INPUT MATERIAL ::
——————————

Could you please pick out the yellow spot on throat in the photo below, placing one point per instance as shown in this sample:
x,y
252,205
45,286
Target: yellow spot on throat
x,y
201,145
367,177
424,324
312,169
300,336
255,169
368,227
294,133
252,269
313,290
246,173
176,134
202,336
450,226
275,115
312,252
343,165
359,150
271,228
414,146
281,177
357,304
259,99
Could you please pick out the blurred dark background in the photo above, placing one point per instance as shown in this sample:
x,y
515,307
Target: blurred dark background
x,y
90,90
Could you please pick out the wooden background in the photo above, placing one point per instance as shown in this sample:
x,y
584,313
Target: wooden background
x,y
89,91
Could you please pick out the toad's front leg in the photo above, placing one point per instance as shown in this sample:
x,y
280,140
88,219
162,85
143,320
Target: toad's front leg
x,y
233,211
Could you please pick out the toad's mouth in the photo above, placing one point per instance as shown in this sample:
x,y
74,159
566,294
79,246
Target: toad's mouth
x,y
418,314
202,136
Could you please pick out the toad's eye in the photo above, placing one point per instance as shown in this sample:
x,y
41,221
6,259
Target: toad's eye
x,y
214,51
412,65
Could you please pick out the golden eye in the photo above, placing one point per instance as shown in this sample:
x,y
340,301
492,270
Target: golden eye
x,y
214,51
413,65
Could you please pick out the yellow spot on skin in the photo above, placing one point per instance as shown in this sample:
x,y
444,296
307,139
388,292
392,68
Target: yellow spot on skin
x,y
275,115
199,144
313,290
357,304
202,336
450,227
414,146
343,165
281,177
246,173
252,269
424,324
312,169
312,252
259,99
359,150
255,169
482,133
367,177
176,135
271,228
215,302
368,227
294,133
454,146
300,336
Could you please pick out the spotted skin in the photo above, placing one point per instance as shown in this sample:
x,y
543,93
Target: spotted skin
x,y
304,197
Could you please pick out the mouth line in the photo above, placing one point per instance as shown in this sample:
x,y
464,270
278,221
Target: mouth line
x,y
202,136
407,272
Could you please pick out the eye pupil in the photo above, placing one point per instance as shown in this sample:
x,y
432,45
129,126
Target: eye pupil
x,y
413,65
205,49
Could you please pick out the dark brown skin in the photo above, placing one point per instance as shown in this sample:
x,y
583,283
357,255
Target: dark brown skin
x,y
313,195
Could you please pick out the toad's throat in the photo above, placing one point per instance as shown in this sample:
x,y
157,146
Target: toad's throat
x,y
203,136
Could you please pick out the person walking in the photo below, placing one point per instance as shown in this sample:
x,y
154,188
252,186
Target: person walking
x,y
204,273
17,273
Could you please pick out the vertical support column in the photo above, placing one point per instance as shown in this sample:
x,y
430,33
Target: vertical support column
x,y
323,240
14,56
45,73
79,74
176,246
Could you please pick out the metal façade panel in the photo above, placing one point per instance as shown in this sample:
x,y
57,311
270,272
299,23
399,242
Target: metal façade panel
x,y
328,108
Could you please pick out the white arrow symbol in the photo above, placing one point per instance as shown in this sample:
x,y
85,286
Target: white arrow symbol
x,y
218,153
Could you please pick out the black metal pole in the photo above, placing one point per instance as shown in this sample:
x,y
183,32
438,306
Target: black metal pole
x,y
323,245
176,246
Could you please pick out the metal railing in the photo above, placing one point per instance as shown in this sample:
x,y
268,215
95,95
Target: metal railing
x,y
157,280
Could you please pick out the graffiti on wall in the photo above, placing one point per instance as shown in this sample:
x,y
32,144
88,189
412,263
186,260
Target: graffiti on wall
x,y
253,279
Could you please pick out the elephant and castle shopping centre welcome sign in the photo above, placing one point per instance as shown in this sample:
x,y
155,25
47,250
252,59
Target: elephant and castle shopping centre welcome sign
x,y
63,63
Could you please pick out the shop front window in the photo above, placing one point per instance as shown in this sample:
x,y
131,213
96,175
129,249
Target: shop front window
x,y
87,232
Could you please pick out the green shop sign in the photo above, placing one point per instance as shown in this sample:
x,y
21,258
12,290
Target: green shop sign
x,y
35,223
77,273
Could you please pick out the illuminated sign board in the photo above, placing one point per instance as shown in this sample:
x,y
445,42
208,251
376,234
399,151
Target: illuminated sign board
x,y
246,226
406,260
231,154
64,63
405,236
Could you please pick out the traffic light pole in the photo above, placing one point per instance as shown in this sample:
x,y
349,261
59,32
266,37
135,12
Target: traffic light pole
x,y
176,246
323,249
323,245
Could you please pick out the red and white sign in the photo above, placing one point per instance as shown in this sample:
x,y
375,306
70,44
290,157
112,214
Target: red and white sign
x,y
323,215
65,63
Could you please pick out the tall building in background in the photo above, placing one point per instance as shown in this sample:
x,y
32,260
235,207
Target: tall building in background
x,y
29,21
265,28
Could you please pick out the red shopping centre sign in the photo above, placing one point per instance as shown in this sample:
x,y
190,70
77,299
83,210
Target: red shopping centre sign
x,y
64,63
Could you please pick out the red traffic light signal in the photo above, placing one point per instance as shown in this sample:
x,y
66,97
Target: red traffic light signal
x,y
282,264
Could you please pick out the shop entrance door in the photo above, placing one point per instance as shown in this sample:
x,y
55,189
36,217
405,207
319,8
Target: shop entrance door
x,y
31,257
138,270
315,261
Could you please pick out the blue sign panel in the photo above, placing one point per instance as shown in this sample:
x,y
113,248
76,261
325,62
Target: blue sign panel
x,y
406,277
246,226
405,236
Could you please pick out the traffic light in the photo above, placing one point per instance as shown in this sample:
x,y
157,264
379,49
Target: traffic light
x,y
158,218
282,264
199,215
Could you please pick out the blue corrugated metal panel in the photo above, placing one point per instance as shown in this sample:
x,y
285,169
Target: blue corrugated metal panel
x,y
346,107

——————————

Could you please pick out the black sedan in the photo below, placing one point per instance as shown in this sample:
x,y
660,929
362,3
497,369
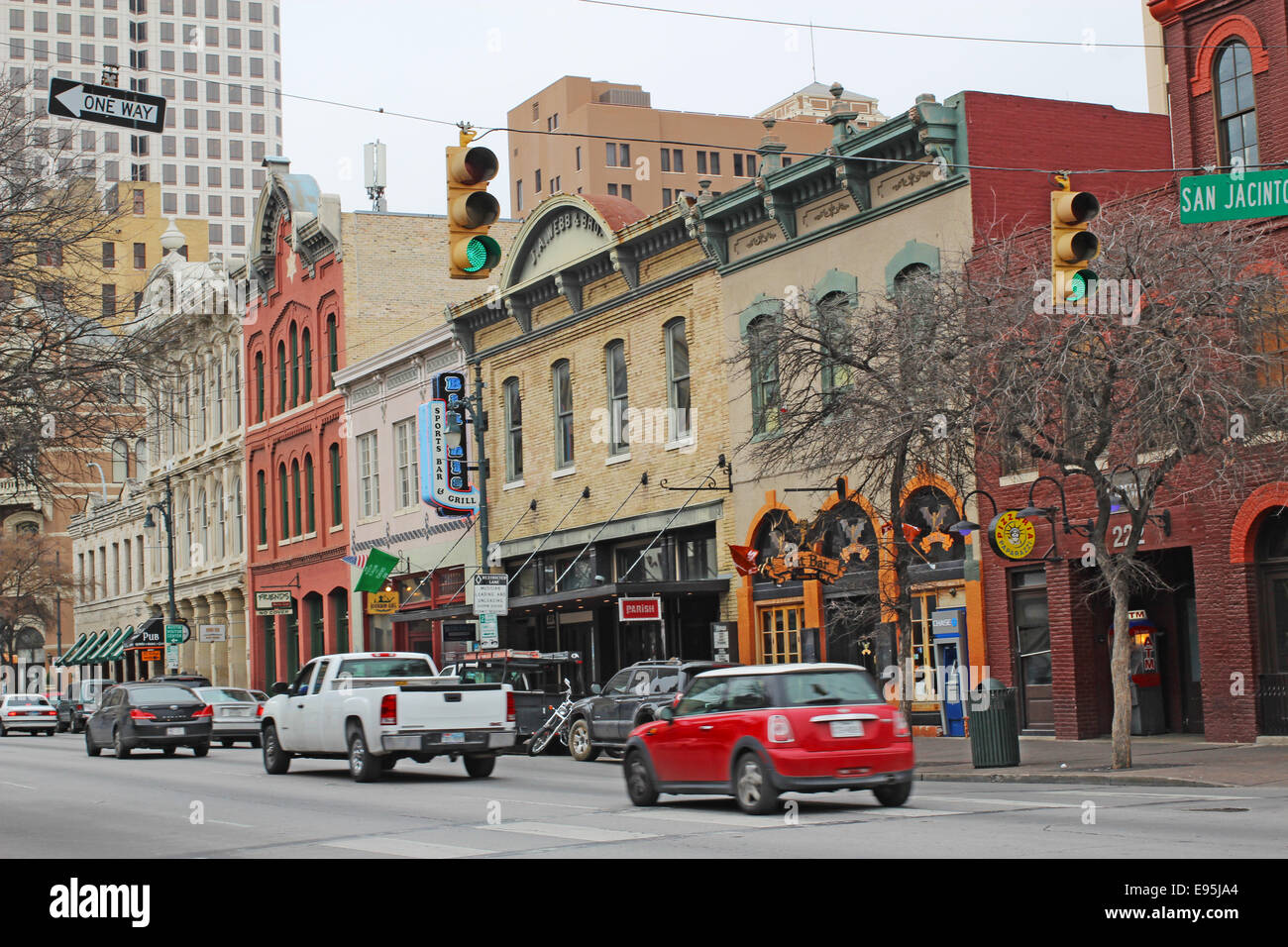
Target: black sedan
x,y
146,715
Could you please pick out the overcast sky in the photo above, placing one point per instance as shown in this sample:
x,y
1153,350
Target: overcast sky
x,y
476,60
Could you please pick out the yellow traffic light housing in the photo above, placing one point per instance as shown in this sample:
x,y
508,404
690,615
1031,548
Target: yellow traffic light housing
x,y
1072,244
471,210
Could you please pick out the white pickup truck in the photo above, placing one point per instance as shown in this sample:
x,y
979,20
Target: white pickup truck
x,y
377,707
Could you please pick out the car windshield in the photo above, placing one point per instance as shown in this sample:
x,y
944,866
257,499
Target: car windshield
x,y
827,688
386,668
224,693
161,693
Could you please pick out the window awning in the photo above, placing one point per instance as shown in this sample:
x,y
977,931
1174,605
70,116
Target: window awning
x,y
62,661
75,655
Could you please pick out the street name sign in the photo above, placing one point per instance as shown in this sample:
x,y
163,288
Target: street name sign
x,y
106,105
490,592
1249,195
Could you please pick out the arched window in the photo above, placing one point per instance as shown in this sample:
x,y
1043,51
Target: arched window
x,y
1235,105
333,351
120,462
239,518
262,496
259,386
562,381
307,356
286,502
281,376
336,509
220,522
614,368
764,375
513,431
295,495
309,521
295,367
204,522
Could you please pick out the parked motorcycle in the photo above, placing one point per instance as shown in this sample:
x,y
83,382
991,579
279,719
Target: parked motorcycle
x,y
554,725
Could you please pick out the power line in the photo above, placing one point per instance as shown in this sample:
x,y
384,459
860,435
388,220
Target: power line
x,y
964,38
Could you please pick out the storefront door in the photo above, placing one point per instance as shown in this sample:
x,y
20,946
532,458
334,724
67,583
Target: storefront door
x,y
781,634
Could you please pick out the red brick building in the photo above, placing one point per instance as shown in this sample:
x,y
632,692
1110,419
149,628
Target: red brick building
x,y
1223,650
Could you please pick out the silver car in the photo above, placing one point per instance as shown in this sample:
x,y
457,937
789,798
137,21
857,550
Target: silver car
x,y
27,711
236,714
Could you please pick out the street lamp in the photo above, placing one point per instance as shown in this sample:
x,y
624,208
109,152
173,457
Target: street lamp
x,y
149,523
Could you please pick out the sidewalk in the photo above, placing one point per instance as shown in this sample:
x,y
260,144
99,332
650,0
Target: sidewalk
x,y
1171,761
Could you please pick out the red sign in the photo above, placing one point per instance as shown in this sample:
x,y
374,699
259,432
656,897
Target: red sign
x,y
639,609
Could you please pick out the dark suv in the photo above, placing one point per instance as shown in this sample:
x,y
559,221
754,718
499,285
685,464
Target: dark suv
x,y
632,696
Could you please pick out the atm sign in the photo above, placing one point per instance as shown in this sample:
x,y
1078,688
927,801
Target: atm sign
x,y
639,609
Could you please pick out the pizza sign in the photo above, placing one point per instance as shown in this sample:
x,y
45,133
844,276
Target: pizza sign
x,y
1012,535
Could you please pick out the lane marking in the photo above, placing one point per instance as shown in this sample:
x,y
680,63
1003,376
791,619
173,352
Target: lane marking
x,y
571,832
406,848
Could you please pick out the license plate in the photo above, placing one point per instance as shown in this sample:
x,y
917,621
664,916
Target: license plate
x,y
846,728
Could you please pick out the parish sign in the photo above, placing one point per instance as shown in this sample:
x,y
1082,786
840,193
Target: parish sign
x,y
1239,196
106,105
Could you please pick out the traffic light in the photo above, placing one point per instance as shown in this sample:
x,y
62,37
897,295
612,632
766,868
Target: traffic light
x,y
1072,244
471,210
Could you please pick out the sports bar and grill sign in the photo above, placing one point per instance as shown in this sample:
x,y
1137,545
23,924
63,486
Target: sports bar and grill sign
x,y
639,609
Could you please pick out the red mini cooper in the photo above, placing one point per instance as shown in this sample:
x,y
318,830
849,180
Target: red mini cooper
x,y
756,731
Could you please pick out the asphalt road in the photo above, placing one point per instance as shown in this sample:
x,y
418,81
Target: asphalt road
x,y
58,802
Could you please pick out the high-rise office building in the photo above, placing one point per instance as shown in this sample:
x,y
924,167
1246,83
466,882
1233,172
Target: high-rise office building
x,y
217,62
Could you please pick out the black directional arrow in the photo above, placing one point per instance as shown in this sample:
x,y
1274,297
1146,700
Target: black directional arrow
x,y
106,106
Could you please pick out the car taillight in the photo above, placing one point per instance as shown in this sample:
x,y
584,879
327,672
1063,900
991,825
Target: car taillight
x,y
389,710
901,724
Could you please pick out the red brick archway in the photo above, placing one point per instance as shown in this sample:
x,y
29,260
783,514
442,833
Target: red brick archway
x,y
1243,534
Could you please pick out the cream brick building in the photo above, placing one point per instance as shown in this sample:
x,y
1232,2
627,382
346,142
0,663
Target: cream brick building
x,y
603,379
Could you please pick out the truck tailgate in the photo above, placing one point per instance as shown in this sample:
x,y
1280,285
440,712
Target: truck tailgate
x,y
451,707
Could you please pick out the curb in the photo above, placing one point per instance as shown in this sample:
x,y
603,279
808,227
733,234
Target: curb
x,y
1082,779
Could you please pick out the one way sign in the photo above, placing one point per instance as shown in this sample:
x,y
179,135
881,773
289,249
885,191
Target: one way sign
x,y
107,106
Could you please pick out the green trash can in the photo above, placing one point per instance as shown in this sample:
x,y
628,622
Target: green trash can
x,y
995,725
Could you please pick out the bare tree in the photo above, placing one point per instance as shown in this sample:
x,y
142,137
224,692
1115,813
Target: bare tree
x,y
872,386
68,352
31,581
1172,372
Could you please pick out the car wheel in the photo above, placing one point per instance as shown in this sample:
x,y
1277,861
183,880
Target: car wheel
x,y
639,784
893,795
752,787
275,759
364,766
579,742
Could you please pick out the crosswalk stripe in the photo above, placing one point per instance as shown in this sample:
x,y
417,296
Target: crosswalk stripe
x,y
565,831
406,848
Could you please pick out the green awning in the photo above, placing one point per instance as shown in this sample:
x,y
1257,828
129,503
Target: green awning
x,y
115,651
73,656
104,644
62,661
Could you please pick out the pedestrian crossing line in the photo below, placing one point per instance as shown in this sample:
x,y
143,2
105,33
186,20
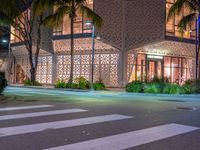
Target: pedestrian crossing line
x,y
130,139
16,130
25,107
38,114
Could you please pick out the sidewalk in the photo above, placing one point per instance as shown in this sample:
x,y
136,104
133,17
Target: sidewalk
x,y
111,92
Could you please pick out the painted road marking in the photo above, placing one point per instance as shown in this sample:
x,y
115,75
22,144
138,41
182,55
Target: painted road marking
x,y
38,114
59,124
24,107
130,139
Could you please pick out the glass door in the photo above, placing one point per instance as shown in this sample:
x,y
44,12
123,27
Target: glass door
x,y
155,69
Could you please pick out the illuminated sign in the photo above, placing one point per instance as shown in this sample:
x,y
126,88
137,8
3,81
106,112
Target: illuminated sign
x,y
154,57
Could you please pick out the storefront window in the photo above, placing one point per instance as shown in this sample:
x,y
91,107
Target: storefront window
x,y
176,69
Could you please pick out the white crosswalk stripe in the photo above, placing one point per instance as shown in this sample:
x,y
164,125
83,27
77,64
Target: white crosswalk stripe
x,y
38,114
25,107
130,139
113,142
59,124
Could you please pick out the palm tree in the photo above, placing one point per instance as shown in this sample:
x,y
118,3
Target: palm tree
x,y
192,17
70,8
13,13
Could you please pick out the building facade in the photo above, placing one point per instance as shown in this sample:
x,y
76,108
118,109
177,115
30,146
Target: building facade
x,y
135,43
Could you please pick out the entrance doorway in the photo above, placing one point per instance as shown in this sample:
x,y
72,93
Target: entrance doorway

——————————

SHORT TASK ::
List every line of the data above that contains the word "elephant", copying each one in full.

RESULT FOR THIS TASK ::
Could you please pick out the elephant and castle shopping centre welcome sign in the photo above, placing one point per instance as shown in this sample:
Target: elephant and castle shopping centre welcome sign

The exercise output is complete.